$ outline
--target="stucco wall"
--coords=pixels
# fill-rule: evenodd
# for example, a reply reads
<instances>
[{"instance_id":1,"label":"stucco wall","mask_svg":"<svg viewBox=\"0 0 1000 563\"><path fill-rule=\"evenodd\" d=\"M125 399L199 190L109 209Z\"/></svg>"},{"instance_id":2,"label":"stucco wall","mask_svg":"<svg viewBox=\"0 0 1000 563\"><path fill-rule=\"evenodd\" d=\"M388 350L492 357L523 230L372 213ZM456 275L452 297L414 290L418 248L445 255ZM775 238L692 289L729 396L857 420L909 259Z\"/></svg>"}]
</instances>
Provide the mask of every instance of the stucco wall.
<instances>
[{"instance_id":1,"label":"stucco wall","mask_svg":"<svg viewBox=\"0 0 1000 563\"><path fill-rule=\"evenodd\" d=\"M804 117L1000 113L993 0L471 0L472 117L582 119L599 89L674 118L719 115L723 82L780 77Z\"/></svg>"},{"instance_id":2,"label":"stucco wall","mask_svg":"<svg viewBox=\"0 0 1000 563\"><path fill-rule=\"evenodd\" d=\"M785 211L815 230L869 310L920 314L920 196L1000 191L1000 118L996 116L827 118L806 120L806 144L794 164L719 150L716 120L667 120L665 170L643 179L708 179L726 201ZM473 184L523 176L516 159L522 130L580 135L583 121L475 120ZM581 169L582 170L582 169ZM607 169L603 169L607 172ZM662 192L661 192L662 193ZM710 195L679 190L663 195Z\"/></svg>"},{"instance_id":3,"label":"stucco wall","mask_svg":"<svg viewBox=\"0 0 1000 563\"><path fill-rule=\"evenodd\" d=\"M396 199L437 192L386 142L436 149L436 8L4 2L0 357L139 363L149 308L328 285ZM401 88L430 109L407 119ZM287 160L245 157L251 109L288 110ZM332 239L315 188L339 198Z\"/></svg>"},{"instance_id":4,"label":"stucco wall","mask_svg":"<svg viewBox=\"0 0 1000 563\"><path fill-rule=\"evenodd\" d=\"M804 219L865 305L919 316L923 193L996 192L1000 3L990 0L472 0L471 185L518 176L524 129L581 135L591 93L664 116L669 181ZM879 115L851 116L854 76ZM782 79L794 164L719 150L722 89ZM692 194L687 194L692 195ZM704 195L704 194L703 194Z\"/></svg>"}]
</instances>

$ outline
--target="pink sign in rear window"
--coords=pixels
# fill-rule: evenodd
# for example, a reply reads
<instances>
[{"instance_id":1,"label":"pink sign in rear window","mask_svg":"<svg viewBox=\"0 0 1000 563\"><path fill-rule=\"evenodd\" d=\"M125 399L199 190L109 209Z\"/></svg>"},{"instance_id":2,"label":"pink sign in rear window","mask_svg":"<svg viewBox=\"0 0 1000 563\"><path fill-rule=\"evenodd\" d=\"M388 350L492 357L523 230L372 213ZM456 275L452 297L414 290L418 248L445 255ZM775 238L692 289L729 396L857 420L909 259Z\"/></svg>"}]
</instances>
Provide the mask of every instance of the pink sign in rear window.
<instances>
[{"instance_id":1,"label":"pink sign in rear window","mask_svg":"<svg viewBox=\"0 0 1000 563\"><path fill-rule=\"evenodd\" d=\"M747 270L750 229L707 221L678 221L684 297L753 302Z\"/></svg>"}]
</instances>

──────────────────────────────

Return every line of the listing above that contains the string "window", treating uppercase and lowercase letters as different.

Output of the exercise ▸
--target="pink sign in rear window"
[{"instance_id":1,"label":"pink sign in rear window","mask_svg":"<svg viewBox=\"0 0 1000 563\"><path fill-rule=\"evenodd\" d=\"M125 399L199 190L109 209Z\"/></svg>"},{"instance_id":2,"label":"pink sign in rear window","mask_svg":"<svg viewBox=\"0 0 1000 563\"><path fill-rule=\"evenodd\" d=\"M388 350L492 357L523 230L372 213ZM456 275L452 297L414 290L418 248L445 255ZM775 238L692 289L729 396L857 420L909 259Z\"/></svg>"}]
Provide the mask of every instance of the pink sign in rear window.
[{"instance_id":1,"label":"pink sign in rear window","mask_svg":"<svg viewBox=\"0 0 1000 563\"><path fill-rule=\"evenodd\" d=\"M747 270L750 229L707 221L678 221L684 297L753 302Z\"/></svg>"}]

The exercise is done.